[PROBLEM DETAILS] Reproduce each line of the entries that carries "woman".

(Saved entries)
+++

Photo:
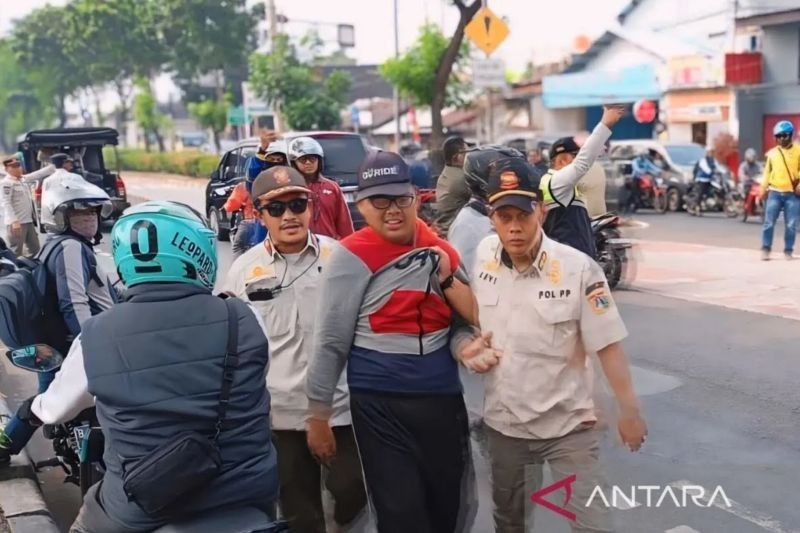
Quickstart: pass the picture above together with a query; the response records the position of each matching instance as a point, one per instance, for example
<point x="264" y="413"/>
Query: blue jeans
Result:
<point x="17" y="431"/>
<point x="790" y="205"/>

+++

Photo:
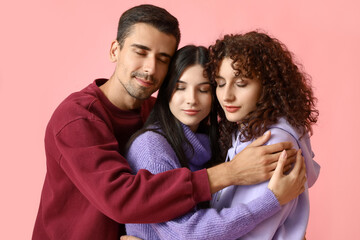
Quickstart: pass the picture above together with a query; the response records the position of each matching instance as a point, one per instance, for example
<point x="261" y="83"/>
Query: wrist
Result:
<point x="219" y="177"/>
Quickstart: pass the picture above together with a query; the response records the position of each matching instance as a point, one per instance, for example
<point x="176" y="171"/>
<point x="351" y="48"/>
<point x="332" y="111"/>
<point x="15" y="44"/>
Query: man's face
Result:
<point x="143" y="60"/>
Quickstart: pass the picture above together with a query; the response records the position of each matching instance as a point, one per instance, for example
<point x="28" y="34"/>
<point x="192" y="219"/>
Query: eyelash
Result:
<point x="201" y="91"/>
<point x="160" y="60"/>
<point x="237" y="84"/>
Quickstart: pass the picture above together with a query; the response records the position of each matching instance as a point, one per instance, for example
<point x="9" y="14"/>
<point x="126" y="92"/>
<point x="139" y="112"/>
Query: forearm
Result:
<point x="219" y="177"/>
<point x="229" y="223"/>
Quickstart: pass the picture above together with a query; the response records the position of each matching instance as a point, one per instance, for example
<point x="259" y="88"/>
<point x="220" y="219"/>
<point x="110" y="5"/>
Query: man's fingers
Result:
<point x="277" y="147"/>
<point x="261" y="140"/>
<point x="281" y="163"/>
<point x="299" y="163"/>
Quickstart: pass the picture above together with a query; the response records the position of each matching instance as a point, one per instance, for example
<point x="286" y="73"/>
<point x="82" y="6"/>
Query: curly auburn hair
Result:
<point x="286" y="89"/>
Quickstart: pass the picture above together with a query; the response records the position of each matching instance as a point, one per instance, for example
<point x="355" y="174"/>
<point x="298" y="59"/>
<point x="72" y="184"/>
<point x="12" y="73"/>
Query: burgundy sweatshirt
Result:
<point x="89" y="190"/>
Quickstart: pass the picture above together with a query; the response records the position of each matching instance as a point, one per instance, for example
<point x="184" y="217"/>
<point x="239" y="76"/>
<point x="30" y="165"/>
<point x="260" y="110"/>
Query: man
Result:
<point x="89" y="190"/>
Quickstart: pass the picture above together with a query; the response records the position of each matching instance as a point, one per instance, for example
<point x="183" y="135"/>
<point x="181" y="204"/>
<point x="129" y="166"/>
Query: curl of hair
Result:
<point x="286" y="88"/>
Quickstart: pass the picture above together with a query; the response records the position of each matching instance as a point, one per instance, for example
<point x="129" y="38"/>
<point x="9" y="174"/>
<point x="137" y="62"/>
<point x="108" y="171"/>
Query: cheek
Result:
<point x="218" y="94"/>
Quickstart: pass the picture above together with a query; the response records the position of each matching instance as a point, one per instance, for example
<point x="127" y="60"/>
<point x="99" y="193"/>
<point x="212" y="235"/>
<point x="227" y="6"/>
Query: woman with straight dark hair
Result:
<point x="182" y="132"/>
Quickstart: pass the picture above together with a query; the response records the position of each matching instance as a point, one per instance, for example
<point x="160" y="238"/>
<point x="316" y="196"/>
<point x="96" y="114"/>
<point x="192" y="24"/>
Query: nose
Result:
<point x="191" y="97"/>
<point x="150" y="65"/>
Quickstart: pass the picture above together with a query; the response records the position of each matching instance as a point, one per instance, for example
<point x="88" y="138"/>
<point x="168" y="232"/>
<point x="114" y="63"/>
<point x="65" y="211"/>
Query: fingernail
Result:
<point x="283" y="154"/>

+++

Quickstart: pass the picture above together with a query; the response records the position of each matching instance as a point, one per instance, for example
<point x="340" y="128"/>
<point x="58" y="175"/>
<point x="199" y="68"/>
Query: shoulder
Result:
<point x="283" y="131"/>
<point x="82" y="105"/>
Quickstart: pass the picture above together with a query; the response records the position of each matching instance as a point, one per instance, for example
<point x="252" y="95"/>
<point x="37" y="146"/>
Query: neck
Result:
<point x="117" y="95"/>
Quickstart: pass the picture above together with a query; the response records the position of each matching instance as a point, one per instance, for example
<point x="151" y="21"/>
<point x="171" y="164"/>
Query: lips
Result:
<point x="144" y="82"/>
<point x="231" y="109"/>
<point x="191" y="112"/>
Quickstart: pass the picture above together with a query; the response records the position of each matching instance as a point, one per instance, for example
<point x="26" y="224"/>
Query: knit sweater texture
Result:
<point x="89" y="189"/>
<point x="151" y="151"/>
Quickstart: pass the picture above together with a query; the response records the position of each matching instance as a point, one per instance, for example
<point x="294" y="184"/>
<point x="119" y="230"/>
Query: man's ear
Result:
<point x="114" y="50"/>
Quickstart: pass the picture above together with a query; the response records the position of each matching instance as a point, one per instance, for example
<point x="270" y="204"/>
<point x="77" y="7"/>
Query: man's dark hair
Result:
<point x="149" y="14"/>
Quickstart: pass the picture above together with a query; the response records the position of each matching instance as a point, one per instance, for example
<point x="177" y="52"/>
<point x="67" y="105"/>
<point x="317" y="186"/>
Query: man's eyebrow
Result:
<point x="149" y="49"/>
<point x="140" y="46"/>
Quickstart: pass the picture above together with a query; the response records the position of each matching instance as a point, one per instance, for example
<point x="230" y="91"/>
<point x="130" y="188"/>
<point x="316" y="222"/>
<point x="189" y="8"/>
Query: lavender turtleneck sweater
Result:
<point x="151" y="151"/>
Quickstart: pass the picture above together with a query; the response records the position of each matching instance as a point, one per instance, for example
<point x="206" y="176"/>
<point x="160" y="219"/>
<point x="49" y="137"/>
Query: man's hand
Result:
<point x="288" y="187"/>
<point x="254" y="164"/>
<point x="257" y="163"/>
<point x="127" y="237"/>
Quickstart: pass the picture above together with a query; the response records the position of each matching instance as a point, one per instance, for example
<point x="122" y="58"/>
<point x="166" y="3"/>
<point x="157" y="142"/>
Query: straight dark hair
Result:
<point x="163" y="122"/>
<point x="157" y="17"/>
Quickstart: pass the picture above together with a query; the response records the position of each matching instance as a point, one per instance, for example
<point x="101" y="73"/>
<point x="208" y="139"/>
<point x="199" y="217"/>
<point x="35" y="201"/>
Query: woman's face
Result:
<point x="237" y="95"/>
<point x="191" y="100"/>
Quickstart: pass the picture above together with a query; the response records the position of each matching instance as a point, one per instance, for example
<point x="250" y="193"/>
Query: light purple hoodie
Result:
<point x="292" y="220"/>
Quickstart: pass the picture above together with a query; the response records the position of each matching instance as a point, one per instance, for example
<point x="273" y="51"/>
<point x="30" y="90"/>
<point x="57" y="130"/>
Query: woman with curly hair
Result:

+++

[WRITTEN ANSWER]
Query: woman with straight dark hair
Query: woman's face
Query: woman with curly hair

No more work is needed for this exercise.